▶ [SHORT EXERCISE] Give the records below as a numbered list, leaving out blank lines and pictures.

▶ [GIVEN RECORDS]
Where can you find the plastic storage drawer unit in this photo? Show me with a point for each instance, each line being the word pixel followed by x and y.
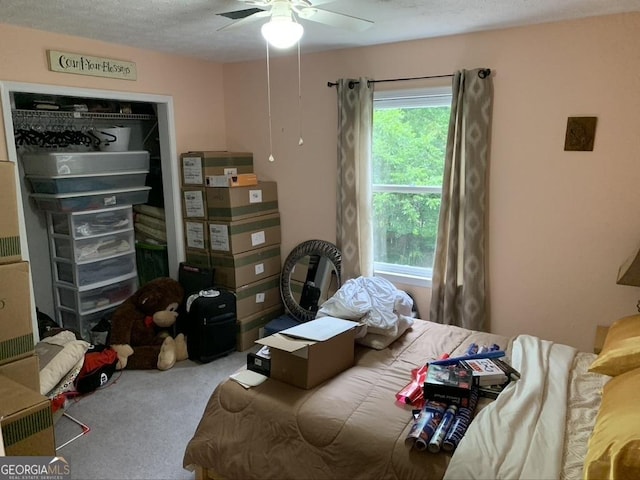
pixel 70 202
pixel 87 183
pixel 84 163
pixel 93 248
pixel 92 300
pixel 95 273
pixel 87 224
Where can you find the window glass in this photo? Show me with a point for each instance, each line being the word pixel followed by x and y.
pixel 409 142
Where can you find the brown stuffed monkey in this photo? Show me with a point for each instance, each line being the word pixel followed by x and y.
pixel 140 327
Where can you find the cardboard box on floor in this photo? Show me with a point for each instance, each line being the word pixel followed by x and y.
pixel 26 421
pixel 9 226
pixel 16 330
pixel 25 371
pixel 197 166
pixel 312 352
pixel 249 328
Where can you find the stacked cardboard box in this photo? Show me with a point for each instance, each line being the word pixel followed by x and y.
pixel 234 229
pixel 25 414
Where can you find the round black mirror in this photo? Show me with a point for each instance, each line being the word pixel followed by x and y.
pixel 310 275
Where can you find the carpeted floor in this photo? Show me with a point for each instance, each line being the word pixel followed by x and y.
pixel 141 421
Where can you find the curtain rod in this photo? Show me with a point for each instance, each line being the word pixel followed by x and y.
pixel 483 73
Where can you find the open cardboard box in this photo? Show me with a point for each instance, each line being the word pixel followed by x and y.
pixel 312 352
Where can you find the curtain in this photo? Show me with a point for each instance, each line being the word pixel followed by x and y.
pixel 458 291
pixel 354 231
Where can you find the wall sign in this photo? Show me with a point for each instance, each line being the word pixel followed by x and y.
pixel 94 66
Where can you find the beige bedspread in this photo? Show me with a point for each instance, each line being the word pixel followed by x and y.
pixel 349 427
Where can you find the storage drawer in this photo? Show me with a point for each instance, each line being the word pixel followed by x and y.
pixel 84 163
pixel 59 202
pixel 93 248
pixel 89 301
pixel 86 224
pixel 87 183
pixel 95 273
pixel 82 323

▶ [ANSWER BELOW]
1. Where can you find the plastic storage drawer unit in this photo? Show me with a point for each instance, each line being the word pixel followed by x and y.
2. pixel 70 202
3. pixel 87 183
4. pixel 84 163
5. pixel 93 248
6. pixel 92 300
7. pixel 95 273
8. pixel 87 224
9. Where can you find the window glass in this photo? Show me with a point for each instance, each line being the word pixel followed by x and y.
10. pixel 409 142
11. Where can you find the brown stuffed monkey in this photo? Show me with a point for each instance, each line being the word pixel followed by x and y.
12. pixel 140 327
13. Where can you find the cardboard box on floor in this photo? Show me with a point for each instance, each line being the word pixel followed by x and y.
14. pixel 26 421
15. pixel 9 226
16. pixel 16 330
17. pixel 25 371
18. pixel 197 166
19. pixel 312 352
20. pixel 249 328
21. Where can you find the stacked cardboard box in this photo? Show me with a point for each instance, each line being the word pixel followed by x and y.
22. pixel 234 229
23. pixel 25 414
24. Where can you find the round black mirror in this photo? Show me with a point for each instance, each line being the word pixel followed by x and y.
25. pixel 310 275
26. Where can you find the carpeted floor in this photo? Show me with a point for each instance, each line being the word pixel followed by x and y.
27. pixel 141 421
28. Where can you find the curtain rod in this photo? Show me with a point for each instance, each line being the word pixel followed by x and y.
29. pixel 483 73
30. Where can you find the open cardboard box in this photo? Show me with a point for each instance, each line being the word pixel followed by x and y.
31. pixel 312 352
32. Where can you find the curtain in this photo? Show me with a point for each instance, each line being the word pixel followed by x and y.
33. pixel 458 291
34. pixel 354 231
35. Where can you find the wall sign in this photo? Show me with a point for each instance, each line being the word pixel followed by x and y.
36. pixel 94 66
37. Where can you find the beige bedspread in this photo? Show me with a point for each instance, each line being the word pixel followed by x and y.
38. pixel 349 427
39. Where can you find the storage drawer in this photo? Show me with a point for each instance, each line being the word pixel followed by x and y.
40. pixel 84 163
41. pixel 59 202
42. pixel 93 248
43. pixel 89 301
44. pixel 86 224
45. pixel 87 183
46. pixel 95 273
47. pixel 82 323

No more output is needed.